─── Records shown

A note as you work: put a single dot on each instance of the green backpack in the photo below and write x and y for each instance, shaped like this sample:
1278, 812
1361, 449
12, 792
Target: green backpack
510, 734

──────
─── Records shown

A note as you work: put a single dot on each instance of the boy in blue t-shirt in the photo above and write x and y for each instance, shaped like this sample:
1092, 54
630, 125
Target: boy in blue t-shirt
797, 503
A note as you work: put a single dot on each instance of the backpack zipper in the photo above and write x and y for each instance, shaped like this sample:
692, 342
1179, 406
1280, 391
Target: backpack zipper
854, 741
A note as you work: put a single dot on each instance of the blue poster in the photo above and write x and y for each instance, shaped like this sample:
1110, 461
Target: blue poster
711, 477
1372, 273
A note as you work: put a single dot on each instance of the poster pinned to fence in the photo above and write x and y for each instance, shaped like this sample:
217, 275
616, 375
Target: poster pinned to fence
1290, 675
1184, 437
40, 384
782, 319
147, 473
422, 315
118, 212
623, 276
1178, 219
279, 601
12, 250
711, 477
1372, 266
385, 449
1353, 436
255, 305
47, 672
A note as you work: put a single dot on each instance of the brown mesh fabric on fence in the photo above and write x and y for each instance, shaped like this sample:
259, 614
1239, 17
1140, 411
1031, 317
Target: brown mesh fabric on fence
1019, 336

──────
─── Records shown

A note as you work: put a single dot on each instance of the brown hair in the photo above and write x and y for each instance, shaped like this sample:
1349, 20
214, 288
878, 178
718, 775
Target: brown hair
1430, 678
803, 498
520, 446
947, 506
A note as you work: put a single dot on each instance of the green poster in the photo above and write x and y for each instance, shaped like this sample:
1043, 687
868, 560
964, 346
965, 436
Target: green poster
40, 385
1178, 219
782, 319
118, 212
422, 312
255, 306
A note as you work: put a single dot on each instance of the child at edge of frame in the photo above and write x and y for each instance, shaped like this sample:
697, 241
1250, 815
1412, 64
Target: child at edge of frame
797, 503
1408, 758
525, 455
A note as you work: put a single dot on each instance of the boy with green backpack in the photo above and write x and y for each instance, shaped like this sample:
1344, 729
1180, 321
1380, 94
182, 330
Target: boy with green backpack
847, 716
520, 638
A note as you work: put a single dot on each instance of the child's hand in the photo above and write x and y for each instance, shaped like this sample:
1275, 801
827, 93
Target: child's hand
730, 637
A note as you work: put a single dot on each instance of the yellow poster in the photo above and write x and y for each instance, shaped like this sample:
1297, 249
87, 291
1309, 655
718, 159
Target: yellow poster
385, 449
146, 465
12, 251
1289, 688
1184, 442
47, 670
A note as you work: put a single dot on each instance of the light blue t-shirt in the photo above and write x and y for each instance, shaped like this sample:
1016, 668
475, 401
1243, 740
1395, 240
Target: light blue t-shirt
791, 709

──────

§ Exercise
List every line in the records above that contains the word "mesh", copying each one in full.

§ Result
A note as you work: put a single dot on each instance of the brown mesh fabric on fence in the photo above and write x and y for each instance, shaped like this sample:
Target: brown mesh fabric on fence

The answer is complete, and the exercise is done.